Using JQuery to apply an action from a radio button list to an image

Question

I'm trying to create a program that allows the user to choose an action to apply to an image. I'm using a radio button list to assign the action. I'm having a difficult time trying to get my JQuery code to apply the selected effect to the image. It either doesn't pass the value of the radio button, or it does pass it, but never changes after the first selection. Any advice is greatly appreciated.

    $(function(){
 //when the "apply" button is clicked, it will apply the selected effect, from the menu, to the image.
 $('#applyBtn').on('click', function () {
  if(checkedEffect.value == 'Hide' && checkedEffect.checked) 
   $('img').hide();
   
  else if(checkedEffect.value == 'Show' && checkedEffect.checked)
   $('img').show('fast');
  
  else if(checkedEffect.value == 'Toggle' && checkedEffect.checked)
   $('img').toggle();
  
  else if(checkedEffect.value == 'Fade_out' && checkedEffect.checked)
   $('img').fadeOut();
  
  else if(checkedEffect.value == 'Fade_in' && checkedEffect.checked)

Dataset rows on where objects show up:
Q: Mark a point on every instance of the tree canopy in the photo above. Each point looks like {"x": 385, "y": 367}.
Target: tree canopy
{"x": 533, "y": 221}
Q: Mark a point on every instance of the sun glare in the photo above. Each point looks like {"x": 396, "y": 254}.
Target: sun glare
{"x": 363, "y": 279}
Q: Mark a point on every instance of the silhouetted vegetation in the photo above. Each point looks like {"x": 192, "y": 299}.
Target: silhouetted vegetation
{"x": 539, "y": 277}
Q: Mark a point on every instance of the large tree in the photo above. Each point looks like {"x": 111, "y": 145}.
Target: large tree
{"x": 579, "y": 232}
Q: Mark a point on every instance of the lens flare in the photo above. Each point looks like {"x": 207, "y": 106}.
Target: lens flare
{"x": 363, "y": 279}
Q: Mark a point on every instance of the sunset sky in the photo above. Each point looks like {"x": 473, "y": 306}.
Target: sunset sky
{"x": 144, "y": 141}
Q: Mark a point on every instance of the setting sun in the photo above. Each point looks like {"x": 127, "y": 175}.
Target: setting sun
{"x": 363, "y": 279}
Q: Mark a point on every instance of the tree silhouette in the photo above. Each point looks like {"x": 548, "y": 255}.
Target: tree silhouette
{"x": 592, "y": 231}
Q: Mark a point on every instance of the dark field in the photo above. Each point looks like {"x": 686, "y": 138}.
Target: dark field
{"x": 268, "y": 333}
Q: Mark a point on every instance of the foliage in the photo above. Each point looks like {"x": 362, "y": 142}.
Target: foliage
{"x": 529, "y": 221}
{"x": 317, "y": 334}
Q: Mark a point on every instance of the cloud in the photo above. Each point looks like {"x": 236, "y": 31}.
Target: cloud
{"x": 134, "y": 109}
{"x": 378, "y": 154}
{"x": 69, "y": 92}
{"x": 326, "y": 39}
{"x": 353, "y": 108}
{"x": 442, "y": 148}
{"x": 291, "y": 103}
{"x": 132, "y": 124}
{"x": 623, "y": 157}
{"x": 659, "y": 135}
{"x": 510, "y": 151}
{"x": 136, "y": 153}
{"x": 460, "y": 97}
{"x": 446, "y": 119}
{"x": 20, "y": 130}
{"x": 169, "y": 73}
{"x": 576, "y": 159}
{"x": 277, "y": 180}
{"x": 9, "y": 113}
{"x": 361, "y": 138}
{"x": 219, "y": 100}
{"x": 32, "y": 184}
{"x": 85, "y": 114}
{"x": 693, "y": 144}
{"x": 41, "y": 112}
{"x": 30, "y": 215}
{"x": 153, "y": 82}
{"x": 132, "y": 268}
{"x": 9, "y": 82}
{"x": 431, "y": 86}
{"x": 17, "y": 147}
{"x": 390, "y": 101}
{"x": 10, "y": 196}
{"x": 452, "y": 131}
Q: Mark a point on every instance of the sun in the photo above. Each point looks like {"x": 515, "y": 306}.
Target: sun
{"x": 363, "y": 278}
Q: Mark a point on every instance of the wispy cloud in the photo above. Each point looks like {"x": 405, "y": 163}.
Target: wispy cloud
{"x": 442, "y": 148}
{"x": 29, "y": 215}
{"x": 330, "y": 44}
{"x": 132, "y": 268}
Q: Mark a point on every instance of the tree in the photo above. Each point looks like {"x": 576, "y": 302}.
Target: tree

_To be done:_
Please copy everything in the JQuery question from "Using JQuery to" down to "menu, to the image.", replacing "image" with "picture". You will not need the records for this.

_Exercise response:_
Using JQuery to apply an action from a radio button list to an picture

Question

I'm trying to create a program that allows the user to choose an action to apply to an picture. I'm using a radio button list to assign the action. I'm having a difficult time trying to get my JQuery code to apply the selected effect to the picture. It either doesn't pass the value of the radio button, or it does pass it, but never changes after the first selection. Any advice is greatly appreciated.

    $(function(){
 //when the "apply" button is clicked, it will apply the selected effect, from the menu, to the picture.